Exercise requirements — Look at the entries below and reproduce them exactly.

Point placement records —

⁂

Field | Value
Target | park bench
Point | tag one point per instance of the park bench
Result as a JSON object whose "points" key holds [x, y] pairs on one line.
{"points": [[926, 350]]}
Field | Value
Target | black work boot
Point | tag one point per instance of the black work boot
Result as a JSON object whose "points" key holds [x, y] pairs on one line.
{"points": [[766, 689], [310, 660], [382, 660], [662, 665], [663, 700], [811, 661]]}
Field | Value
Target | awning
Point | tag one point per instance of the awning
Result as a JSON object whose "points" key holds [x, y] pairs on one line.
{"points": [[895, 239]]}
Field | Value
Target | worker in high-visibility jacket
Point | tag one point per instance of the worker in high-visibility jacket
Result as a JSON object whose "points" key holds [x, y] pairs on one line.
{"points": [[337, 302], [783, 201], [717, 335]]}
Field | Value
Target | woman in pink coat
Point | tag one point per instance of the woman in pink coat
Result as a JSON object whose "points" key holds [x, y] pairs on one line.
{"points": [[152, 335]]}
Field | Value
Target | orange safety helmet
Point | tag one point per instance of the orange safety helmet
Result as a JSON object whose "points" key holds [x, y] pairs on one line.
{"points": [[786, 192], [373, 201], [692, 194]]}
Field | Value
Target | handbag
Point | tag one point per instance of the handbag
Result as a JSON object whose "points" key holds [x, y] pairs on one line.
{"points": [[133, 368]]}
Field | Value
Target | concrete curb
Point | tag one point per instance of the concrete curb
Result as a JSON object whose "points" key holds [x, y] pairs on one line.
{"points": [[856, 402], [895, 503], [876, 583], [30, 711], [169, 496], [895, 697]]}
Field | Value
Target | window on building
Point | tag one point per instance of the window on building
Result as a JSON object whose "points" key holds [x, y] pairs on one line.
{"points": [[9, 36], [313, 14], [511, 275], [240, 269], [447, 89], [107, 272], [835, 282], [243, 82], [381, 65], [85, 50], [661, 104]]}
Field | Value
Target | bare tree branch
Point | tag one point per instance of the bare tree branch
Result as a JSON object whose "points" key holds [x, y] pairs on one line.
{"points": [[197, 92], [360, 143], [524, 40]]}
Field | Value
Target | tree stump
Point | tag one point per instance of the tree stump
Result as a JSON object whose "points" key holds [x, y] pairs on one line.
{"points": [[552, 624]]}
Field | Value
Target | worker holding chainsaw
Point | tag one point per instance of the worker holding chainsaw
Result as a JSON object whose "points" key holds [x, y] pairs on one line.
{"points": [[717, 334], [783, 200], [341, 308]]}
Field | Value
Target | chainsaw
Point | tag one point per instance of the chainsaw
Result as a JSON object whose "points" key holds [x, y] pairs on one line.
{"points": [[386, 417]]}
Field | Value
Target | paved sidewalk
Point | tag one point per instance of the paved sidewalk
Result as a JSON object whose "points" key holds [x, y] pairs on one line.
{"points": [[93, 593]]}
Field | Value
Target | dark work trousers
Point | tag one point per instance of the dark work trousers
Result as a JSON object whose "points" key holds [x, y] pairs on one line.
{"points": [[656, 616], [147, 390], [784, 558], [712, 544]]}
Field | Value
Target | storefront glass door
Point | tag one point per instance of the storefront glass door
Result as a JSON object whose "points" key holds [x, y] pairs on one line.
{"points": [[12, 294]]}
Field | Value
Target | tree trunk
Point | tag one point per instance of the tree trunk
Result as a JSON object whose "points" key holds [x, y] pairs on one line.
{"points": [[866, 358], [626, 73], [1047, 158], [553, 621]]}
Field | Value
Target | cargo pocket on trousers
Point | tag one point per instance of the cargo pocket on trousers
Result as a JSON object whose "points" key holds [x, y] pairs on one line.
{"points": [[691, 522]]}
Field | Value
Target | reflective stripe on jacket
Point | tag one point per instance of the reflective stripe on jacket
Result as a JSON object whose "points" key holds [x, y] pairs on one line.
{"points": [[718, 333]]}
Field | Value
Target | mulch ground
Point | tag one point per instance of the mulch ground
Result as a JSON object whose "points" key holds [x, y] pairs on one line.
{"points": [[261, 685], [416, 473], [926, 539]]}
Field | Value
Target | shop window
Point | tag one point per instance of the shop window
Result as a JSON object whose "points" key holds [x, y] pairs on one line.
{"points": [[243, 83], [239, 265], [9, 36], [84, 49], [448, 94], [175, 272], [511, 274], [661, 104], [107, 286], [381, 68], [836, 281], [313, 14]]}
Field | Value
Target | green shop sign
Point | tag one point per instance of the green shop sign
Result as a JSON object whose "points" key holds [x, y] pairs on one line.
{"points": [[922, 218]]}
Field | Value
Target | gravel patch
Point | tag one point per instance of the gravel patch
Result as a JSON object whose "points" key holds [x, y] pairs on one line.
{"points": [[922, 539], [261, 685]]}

⁂

Answer to the task —
Field | Value
Target | park bench
Point | tag one point per instance of the park bench
Result as a JSON object whose "points" key holds [x, y] pairs on one line.
{"points": [[926, 350]]}
Field | Value
Target | black work boot
Point | tag one point per instance of the black work boot
Result as a JSON object whose "points" key holds [x, y] pairs on one line.
{"points": [[766, 689], [310, 660], [382, 660], [662, 665], [663, 700], [811, 661]]}
Field | Value
Target | awning
Point | tag one point per instance of the awning
Result as a JSON object whose "points" key holds [x, y] pairs on one line.
{"points": [[895, 239]]}
Field | Value
Target | worker in high-visibility jacket
Point | tag one point per instance of the worker in high-visibility jacket
Result as a JSON object whose "points" key holds [x, y] pairs on one line.
{"points": [[337, 302], [783, 201], [717, 335]]}
Field | Value
Target | woman in pink coat
Point | tag one point per instance of the woman in pink coat
Result as a JSON object whose "points" key holds [x, y] pairs on one line.
{"points": [[152, 335]]}
Field | Value
Target | orange safety helmet
Point | tag one point per instance of the orange safety helmet
Result as a JSON object whose "points" key holds [x, y] pairs on one line.
{"points": [[786, 192], [373, 201], [692, 194]]}
Field | Value
Target | handbag
Point | tag one point per instance of the handbag
Result as a JSON object whose "points" key holds [x, y] pairs on one line.
{"points": [[133, 368]]}
Field | Value
Target | concrete curb
Point | tag one point per instance of the concrete curb
Result as a JSON object whose "points" key holds [x, y] pairs on one line.
{"points": [[856, 402], [895, 503], [876, 583], [30, 711], [169, 496], [895, 697]]}
Field | Value
Target | window on building
Point | tag one point per instance of the window on building
Result as a JSON object whose "points" key holds [x, y] pairs on one line.
{"points": [[9, 36], [313, 14], [511, 275], [240, 269], [447, 89], [107, 272], [835, 282], [243, 82], [381, 65], [85, 50], [661, 104]]}
Field | Value
Target | bare tree branch
Point | tag one point per instance of the bare tree branch
Result as a JSON object whose "points" key holds [x, y] pairs on one line.
{"points": [[197, 92], [360, 143], [524, 40]]}
Field | Value
Target | tree stump
Point | tag one point per instance of the tree stump
Result as a JSON object whose "points" key holds [x, y] pairs on one line.
{"points": [[552, 624]]}
Field | Value
Target | worker holding chainsaw
Point | tag one point per instance of the worker holding chainsaw
Result as a JSON object whose "points" key holds [x, y] pairs on one line.
{"points": [[717, 334], [783, 200], [341, 308]]}
Field | Value
Target | chainsaw
Point | tag one point per instance of the chainsaw
Result as a JSON object whose "points" key holds [x, y] pairs on one line.
{"points": [[386, 417]]}
Field | Value
Target | paved sidewalk
Point | tag one point per instance of the paved sidewalk
Result as a JSON object whose "points" key holds [x, y] pairs on one line.
{"points": [[93, 593]]}
Field | Value
Target | dark work trousers
Point | tag one point per instance of the dark work trousers
Result as a JSON object whose "points" key holds [x, y] pairs on one line.
{"points": [[656, 616], [147, 390], [784, 558], [712, 544]]}
Field | Value
Target | storefront glass door
Point | tag one point per instance of the storefront glass door
Result as a JSON object whose "points" key holds [x, y] pairs on one line.
{"points": [[12, 294]]}
Field | Value
Target | tree trunk
Point | tag one point per instance of the tree trunk
Result as a JSON object whose "points" key holds [x, y] pairs on one line.
{"points": [[866, 358], [626, 73], [1047, 158], [553, 621]]}
Field | Value
Target | cargo pocket on trousers
Point | tag one point per instance of the cargo pocket on trousers
Result as a JSON object whose "points" key holds [x, y] pairs on one line.
{"points": [[691, 522]]}
Field | Value
Target | reflective stripe on jacket
Point | tag one point per instance of the reflective stripe on jacket
Result as a JSON object whose "points" key holds [x, y] pairs on one line.
{"points": [[718, 333]]}
Field | Value
Target | mulch ground
Point | tag one point per instance of the mulch ground
Result as a JSON object whose "points" key holds [x, y] pairs on one line.
{"points": [[261, 685], [416, 473], [926, 539]]}
Field | Value
Target | shop window
Point | tag one point per instance of the shop window
Result as a JSON object whose "points" key holds [x, y] pairs on one line.
{"points": [[243, 83], [239, 265], [9, 36], [84, 49], [448, 94], [175, 272], [511, 274], [661, 104], [107, 286], [381, 68], [836, 281], [313, 14]]}
Field | Value
Target | green shop sign
Point | tag one point per instance of the green shop sign
Result as a JSON object whose "points" key holds [x, y] pairs on one line.
{"points": [[922, 218]]}
Field | Value
Target | gravel patch
Point | tag one point per instance of the gravel patch
Result as a JSON object whose "points" key holds [x, y] pairs on one line.
{"points": [[922, 539], [261, 685]]}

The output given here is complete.